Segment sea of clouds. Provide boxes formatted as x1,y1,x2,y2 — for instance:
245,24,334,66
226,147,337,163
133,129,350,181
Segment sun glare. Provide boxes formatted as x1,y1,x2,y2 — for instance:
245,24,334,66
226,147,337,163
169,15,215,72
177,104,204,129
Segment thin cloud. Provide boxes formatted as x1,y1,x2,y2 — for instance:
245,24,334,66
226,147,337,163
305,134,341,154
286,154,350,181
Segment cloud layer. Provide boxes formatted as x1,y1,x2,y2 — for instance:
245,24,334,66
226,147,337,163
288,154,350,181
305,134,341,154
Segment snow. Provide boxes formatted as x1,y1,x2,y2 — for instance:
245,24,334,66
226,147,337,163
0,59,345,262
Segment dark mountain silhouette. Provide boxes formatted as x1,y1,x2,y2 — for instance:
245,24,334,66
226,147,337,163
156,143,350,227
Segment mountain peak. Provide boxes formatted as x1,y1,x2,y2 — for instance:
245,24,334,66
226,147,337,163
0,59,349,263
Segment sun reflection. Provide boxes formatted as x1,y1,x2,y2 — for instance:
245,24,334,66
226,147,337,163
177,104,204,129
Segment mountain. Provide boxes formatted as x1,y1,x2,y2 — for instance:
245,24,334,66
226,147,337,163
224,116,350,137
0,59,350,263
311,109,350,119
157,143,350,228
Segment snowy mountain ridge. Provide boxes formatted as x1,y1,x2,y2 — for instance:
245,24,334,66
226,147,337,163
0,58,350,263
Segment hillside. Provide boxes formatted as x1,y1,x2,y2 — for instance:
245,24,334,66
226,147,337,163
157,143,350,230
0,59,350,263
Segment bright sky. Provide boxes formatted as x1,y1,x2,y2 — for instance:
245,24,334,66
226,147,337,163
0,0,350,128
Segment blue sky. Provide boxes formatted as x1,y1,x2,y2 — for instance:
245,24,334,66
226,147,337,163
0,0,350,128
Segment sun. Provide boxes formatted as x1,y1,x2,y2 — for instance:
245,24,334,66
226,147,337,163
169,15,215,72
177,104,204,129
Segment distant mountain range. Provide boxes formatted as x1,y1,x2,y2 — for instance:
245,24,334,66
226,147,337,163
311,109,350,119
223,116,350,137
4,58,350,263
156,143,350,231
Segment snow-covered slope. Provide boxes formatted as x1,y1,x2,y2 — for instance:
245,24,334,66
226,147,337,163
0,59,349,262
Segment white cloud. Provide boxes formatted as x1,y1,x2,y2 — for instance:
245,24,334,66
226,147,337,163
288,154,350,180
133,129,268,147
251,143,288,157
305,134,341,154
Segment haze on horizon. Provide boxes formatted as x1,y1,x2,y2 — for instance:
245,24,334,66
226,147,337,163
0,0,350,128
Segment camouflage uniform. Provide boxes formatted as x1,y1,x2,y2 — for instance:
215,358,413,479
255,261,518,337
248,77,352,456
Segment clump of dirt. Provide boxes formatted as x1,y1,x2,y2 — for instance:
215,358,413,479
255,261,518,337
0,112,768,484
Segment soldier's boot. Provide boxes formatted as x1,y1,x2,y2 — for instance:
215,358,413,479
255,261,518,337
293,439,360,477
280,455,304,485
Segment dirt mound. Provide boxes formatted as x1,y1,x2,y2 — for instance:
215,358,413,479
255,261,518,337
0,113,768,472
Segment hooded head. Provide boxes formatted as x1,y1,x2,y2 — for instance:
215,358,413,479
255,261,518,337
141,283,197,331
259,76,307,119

...

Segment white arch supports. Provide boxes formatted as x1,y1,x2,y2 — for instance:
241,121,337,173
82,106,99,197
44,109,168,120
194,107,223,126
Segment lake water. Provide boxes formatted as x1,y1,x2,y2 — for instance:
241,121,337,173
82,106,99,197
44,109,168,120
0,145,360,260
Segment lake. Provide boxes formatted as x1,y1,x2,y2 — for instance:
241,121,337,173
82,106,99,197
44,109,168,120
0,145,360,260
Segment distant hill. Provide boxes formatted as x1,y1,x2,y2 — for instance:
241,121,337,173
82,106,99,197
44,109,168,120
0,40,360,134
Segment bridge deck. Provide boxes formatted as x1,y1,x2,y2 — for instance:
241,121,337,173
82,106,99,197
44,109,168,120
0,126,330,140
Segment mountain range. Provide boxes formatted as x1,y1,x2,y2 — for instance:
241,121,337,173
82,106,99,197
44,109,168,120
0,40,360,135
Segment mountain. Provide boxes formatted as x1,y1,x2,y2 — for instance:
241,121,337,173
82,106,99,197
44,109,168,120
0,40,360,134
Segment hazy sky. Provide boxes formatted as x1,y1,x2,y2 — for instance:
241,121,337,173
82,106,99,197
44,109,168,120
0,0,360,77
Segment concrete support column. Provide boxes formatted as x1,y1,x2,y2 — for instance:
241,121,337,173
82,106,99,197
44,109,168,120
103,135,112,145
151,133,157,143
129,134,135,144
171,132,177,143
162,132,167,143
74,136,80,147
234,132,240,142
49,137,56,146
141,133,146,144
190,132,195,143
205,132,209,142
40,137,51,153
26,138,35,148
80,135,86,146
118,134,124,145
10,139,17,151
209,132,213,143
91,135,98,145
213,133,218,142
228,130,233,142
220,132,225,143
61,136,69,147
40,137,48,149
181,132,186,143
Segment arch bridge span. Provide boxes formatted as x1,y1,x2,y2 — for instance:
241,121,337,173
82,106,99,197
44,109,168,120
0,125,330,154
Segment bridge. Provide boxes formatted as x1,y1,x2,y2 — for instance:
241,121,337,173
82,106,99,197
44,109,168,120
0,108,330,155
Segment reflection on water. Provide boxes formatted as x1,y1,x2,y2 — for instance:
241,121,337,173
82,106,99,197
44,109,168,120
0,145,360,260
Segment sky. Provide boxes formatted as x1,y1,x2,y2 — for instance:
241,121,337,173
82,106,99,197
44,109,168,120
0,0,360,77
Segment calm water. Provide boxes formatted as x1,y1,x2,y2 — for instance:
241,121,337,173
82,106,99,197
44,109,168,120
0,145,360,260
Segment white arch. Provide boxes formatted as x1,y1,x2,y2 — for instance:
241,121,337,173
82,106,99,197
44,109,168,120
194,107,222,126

#### [Written problem]
Rescale the records starting with the line that contains "Segment white arch." and going on through the line that contains "194,107,222,126", giving every one of those lines again, requests included. Multiply each box coordinate in the answers by 0.8 and round to whole numbers, halves up, but leave the requests and their sample boxes unchanged.

#### [Task result]
Segment white arch. Provide boxes formatted as x1,y1,x2,y2 — for instance:
241,121,337,173
82,106,99,197
44,109,168,120
155,86,178,101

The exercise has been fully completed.